• **EXERCISE**:
Among the entries below, only the lines from the one with "In this exercise you will spot each instance of the person's" through the one with "In this exercise you will spot each instance of the kneeling" are to be retyped, exactly and without pictures.

• **DATA FOR THE TASK**:
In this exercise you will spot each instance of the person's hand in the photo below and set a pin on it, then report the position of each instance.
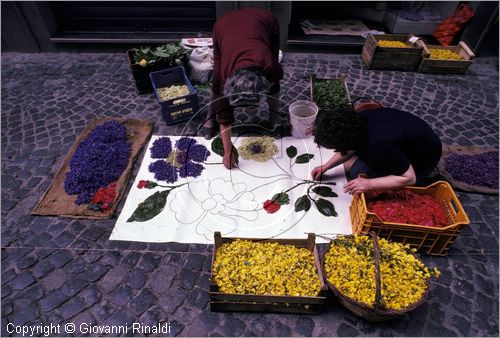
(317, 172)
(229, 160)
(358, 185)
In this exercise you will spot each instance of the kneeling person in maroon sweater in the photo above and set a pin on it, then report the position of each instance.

...

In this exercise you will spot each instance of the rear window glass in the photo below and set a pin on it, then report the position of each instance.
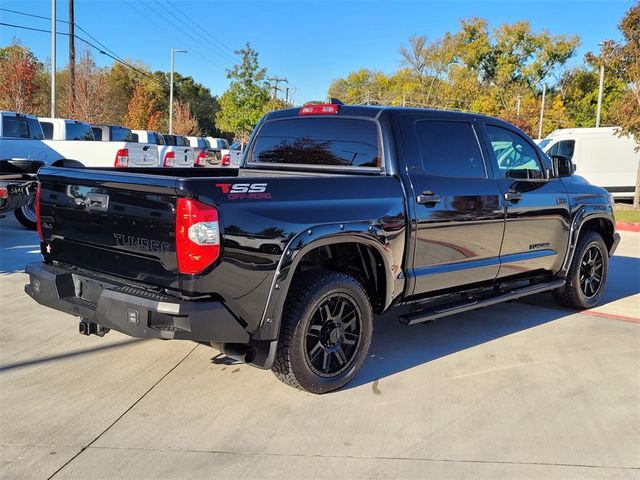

• **OUTPUT FOR THIS TASK**:
In this exercise you will spot each instance of the person's hand in the photo below and set a pin on it, then report the position of each instance.
(317, 172)
(229, 160)
(358, 185)
In this exercise you will spot each instance of the kneeling person in maroon sweater in the photo above and set a pin on it, then report the position of each instance.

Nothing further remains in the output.